Avec un nom d'album tel qu'Algorythm, on imagine immédiatement Beyond Creation se lancer dans une musique toujours plus technique, cérébrale, précise et milimétrée. Si tous ces qualificatifs conviennent bien évidemment à ce troisième opus des Québécois, Beyond Creation poursuit toutefois son chemin vers un death metal toujours plus progressif où la mélodie n'est jamais délaissée.
Earthborn Evolution, le précédent album de Beyond Creation, oeuvrait déjà dans un style plus mélodique à la Cynic et Obscura, se détachant peu à peu du côté plus brut et fougueux de The Aura. Algorythm se situe dans la droite lignée d'Earthborn Evolution, à travers des morceaux où s'entremêlent avec justesse violence et émotion ("Surface's Echoes", le pont et le solo d'"Algorythm"). Pourtant, passée la courte introduction "Disenthrall", c'est une avalanche de riffs et de blasts à donner le tournis qui accueille l'auditeur avec "Entre suffrage et mirage".
* * * * * * *
▸ CONSIGNES DE TRAVAIL:
A – Transcrivez la chronique d'Algorythm à l'identique. Commencez aux mots « Avec un nom » et arrêtez-vous après les mots « n'est jamais délaissée. ».
B – Répondez à ces questions d'après la chronique d'Algorythm.
(i) Quelle place Algorythm occupe-t-il parmi les albums de Beyond Creation ?
(ii) Quel est le titre de l'album précédent du groupe ?
(iii) Comment s'appelle la courte introduction de l'album ?

▸ Données de pointage par région:
* * * * * * *
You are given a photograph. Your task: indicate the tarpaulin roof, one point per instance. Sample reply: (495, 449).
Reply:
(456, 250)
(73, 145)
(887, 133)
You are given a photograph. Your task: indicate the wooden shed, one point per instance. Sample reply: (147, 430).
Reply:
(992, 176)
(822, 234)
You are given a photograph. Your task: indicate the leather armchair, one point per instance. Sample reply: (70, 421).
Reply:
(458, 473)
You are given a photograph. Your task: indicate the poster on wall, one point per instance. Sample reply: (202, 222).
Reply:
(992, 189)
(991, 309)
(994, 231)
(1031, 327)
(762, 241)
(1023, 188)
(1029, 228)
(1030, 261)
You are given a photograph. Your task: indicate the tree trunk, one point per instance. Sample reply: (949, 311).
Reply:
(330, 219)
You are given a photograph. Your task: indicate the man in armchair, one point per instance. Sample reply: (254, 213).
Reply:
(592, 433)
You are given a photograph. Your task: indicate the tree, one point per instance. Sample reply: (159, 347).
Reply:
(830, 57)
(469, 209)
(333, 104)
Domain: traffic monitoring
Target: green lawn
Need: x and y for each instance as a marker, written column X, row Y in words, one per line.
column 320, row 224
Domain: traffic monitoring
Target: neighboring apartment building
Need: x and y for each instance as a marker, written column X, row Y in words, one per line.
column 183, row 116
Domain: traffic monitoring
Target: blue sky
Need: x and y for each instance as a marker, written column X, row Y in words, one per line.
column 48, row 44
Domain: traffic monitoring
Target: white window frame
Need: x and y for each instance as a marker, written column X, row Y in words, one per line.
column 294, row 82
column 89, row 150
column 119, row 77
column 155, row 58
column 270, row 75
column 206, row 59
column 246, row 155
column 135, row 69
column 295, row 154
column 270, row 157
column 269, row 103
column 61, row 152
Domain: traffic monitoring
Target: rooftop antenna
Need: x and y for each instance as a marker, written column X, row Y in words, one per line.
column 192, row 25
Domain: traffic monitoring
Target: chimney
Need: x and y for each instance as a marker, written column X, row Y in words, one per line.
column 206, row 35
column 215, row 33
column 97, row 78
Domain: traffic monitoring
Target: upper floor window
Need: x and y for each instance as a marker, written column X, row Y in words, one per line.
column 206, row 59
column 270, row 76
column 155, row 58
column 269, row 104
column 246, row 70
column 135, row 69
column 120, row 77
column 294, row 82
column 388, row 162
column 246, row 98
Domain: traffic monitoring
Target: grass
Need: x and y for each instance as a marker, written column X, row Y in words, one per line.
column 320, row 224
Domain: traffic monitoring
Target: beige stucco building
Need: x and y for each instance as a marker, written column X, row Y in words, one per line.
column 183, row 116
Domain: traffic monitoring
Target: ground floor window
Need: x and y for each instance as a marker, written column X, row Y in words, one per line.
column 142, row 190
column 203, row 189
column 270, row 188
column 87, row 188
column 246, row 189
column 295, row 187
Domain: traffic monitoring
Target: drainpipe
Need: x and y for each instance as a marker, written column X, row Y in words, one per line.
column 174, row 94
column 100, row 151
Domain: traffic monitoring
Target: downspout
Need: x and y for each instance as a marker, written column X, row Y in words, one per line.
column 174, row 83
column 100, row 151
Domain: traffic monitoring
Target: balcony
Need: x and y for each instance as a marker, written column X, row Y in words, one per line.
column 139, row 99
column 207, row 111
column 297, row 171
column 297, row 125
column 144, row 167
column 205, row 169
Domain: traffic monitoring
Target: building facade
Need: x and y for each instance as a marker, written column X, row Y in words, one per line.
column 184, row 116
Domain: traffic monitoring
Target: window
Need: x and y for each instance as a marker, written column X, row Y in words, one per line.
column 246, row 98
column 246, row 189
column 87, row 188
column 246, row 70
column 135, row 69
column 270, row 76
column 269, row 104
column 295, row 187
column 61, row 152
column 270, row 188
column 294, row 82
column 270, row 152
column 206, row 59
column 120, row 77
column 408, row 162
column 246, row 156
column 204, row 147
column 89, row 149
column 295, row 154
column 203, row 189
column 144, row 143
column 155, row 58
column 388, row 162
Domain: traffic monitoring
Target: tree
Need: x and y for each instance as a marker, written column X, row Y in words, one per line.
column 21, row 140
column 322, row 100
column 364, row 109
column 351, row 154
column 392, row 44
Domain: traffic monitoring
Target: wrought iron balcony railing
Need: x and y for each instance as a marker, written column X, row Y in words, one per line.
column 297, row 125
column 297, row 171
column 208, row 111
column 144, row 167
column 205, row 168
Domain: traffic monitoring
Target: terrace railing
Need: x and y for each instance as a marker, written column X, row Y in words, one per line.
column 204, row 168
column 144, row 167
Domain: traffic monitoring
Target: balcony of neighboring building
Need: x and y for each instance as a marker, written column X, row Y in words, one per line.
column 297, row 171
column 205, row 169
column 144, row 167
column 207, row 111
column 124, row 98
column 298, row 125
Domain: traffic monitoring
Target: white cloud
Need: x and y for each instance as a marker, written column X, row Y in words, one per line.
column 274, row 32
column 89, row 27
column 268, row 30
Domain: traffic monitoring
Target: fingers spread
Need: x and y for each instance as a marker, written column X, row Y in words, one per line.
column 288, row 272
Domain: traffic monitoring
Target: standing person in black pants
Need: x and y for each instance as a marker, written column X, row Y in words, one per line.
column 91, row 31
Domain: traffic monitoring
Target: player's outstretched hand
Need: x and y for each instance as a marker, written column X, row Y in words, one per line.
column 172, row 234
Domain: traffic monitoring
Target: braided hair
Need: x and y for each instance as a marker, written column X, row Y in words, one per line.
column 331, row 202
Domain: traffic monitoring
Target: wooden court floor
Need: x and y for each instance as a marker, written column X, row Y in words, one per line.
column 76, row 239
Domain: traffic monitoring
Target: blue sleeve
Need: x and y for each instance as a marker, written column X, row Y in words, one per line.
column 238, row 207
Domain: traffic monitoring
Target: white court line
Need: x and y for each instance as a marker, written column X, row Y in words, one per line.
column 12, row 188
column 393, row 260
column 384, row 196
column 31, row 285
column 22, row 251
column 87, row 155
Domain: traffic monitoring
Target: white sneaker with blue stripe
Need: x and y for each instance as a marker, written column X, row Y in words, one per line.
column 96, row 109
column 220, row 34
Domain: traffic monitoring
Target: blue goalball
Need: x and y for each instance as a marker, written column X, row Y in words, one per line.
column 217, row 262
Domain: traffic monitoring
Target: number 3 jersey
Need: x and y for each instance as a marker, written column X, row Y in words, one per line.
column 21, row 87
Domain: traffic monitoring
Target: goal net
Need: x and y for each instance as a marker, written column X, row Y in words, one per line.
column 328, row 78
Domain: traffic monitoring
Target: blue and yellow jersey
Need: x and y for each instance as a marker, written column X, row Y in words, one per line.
* * * * * * *
▸ CORRIGÉ DES EXERCICES:
A –
Avec un nom d'album tel qu'Algorythm, on imagine immédiatement Beyond Creation se lancer dans une musique toujours plus technique, cérébrale, précise et milimétrée. Si tous ces qualificatifs conviennent bien évidemment à ce troisième opus des Québécois, Beyond Creation poursuit toutefois son chemin vers un death metal toujours plus progressif où la mélodie n'est jamais délaissée.

B –
(i) Algorythm est le troisième opus du groupe.
(ii) L'album précédent s'intitule Earthborn Evolution.
(iii) La courte introduction s'appelle « Disenthrall ».